Data records:
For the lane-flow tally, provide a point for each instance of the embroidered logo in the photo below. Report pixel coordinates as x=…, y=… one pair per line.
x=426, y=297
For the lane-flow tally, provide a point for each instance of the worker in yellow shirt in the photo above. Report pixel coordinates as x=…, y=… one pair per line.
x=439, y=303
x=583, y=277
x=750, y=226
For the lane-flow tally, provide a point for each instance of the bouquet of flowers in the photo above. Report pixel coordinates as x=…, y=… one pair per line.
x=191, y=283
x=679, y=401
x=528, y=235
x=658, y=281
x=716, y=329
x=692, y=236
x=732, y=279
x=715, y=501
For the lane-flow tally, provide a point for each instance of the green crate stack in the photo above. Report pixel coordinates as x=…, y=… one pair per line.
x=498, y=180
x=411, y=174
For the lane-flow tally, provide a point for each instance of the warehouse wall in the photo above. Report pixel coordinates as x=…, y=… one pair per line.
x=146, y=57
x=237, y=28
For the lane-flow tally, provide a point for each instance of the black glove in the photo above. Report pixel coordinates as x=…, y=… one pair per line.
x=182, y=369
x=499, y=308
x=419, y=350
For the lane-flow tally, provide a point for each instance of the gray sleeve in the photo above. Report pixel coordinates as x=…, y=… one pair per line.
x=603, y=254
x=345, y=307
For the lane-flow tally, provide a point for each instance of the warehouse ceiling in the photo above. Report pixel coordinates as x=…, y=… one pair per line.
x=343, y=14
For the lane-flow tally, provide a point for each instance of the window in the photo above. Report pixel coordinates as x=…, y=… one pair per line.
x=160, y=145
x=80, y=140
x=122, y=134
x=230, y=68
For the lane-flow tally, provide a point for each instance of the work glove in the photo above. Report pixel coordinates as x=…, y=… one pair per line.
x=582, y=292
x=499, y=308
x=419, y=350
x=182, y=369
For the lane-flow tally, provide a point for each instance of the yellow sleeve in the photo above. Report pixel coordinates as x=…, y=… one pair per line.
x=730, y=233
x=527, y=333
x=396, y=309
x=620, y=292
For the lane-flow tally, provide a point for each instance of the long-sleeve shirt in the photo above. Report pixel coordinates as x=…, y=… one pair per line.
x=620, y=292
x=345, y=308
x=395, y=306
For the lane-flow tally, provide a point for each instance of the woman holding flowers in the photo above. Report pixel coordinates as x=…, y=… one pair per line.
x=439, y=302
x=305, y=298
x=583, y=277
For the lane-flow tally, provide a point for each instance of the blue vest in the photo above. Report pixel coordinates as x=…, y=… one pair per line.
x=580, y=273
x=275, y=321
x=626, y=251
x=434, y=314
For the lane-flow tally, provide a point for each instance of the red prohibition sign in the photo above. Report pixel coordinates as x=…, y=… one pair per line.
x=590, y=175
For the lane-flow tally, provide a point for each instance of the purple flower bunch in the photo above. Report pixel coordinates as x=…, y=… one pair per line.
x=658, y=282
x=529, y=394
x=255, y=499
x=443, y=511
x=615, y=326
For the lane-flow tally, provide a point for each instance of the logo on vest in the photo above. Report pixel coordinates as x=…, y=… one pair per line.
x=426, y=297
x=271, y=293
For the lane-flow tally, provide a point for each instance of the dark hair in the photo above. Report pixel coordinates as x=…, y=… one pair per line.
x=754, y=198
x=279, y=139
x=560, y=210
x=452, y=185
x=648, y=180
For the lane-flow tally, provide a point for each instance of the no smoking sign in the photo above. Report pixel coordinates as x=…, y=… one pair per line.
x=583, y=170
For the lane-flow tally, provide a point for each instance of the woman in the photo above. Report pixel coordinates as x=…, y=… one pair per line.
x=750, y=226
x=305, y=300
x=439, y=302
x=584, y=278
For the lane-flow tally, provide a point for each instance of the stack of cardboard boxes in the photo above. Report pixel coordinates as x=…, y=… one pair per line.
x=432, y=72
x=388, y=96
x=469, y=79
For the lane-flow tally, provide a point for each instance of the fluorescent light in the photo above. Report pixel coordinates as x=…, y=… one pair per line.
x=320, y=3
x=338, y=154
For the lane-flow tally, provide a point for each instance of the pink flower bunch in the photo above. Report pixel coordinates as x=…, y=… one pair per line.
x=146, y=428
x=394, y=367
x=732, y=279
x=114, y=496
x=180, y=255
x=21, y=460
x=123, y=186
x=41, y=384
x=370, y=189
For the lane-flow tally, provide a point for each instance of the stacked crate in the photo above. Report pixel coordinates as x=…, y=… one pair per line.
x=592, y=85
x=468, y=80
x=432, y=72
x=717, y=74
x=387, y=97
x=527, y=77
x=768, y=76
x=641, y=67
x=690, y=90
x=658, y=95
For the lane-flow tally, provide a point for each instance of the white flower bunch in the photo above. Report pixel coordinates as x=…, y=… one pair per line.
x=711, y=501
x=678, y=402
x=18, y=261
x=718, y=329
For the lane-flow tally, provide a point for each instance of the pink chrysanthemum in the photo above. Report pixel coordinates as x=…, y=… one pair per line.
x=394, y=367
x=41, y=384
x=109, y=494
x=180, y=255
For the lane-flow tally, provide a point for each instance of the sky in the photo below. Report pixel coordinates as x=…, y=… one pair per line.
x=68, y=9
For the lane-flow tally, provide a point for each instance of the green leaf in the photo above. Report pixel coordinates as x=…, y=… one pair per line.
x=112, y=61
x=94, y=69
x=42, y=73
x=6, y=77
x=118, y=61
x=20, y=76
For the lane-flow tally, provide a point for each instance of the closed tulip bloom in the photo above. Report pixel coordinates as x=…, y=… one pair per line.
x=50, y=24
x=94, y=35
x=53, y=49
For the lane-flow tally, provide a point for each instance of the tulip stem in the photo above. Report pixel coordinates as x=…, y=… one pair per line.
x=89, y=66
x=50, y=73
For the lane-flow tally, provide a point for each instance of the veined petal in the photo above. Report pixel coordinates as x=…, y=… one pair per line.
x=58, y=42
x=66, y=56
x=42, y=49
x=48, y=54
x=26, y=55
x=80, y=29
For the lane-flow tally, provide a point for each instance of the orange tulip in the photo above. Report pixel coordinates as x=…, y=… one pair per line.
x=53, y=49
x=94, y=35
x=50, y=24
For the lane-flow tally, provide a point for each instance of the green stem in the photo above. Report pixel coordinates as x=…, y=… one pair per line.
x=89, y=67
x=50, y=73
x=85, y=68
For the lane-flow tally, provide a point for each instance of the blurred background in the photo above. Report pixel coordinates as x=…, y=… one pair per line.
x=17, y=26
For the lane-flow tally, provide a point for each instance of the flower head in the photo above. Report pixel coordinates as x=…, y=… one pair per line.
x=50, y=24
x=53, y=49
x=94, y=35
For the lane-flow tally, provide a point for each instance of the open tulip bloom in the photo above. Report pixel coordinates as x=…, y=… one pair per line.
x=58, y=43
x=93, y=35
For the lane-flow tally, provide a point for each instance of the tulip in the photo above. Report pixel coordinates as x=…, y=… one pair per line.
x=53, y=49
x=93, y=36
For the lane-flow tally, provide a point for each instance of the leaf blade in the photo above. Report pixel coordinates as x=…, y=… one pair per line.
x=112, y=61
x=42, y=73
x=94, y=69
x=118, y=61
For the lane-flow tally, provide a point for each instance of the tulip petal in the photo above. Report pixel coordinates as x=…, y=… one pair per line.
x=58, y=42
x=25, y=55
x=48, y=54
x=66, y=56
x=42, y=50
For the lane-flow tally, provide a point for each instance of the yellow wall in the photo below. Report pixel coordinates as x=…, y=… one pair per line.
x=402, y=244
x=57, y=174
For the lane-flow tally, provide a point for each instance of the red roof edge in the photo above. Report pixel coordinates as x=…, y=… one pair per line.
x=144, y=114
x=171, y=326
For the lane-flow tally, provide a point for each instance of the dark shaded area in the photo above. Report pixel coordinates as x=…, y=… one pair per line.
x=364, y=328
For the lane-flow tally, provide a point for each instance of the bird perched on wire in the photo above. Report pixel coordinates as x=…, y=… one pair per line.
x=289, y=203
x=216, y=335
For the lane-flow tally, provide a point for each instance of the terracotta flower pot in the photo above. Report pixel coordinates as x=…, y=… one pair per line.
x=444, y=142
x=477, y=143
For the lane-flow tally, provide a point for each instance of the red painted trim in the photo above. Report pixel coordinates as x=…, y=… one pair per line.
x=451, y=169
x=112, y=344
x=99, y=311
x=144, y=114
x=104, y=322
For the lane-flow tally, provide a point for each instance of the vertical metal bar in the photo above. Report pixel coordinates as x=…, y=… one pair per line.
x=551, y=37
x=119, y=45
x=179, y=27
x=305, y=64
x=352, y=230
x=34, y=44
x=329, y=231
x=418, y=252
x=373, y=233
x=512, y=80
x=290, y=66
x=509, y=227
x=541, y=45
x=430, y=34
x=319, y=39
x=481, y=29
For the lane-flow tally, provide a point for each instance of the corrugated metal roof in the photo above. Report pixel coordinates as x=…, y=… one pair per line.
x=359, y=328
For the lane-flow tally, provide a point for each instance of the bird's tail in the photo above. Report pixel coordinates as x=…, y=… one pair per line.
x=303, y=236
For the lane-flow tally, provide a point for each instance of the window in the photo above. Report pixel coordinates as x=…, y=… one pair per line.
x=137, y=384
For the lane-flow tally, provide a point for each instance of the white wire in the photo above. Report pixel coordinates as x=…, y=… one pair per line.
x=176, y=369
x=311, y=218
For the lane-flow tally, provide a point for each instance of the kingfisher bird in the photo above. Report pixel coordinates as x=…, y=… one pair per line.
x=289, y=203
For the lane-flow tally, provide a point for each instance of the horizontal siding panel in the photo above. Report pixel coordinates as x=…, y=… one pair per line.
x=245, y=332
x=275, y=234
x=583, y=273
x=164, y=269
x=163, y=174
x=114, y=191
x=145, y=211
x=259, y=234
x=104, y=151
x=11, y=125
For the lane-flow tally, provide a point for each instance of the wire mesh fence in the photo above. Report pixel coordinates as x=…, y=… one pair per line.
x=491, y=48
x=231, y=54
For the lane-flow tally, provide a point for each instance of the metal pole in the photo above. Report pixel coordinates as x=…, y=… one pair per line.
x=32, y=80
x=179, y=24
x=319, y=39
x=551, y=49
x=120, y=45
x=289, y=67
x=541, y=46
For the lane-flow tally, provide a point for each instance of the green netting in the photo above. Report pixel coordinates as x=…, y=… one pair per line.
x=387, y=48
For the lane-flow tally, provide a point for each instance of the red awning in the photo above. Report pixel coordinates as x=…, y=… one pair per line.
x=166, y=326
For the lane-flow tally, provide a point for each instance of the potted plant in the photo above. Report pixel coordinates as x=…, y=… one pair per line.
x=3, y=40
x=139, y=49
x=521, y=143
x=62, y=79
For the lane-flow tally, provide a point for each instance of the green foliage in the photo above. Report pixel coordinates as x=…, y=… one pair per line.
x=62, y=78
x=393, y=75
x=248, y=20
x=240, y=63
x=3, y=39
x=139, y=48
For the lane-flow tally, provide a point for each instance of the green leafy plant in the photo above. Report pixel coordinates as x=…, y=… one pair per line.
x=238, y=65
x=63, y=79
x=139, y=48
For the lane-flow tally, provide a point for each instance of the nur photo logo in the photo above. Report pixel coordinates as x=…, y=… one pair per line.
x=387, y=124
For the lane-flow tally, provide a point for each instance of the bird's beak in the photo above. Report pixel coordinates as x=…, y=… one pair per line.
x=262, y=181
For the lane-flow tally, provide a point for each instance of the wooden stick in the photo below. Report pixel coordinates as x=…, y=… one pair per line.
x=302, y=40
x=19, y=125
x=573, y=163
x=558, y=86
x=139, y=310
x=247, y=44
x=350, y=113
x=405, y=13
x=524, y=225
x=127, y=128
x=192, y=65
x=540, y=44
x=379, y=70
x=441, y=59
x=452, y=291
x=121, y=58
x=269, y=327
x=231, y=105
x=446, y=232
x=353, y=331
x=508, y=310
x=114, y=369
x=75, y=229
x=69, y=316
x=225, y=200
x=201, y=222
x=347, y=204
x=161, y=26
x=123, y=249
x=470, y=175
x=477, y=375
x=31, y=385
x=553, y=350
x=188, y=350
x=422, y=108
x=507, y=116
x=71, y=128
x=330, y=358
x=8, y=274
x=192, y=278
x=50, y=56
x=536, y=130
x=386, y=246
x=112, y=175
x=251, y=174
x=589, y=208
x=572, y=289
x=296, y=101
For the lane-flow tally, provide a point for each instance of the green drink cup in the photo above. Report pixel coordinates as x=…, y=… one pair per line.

Written problem:
Please rewrite the records above as a JSON list of strings, one string per line. Cover only the lines from the very first one through the line that contains "x=237, y=28", both included, and leave out any blank lines.

Task result:
[
  "For the lane-flow tally, provide a point for each instance of the embroidered logo in the photo below. Report pixel coordinates as x=…, y=… one pair per line.",
  "x=426, y=297",
  "For the lane-flow tally, provide a point for each instance of the worker in yellow shirt in the photo above. Report pixel coordinates as x=…, y=… one pair per line.",
  "x=439, y=303",
  "x=583, y=277",
  "x=750, y=226",
  "For the lane-flow tally, provide a point for each instance of the bouquet of flowers in the photo above. Report pixel coordinates as x=…, y=… one pair per line.",
  "x=191, y=283",
  "x=679, y=401",
  "x=528, y=235",
  "x=658, y=281",
  "x=716, y=329",
  "x=692, y=236",
  "x=732, y=279",
  "x=715, y=501",
  "For the lane-flow tally, provide a point for each instance of the green crate stack in the photo above. Report pixel coordinates as x=…, y=… one pair per line.",
  "x=498, y=180",
  "x=411, y=174",
  "For the lane-flow tally, provide a point for each instance of the warehouse wall in the photo above. Report pixel coordinates as x=…, y=… one pair per line.",
  "x=146, y=57",
  "x=237, y=28"
]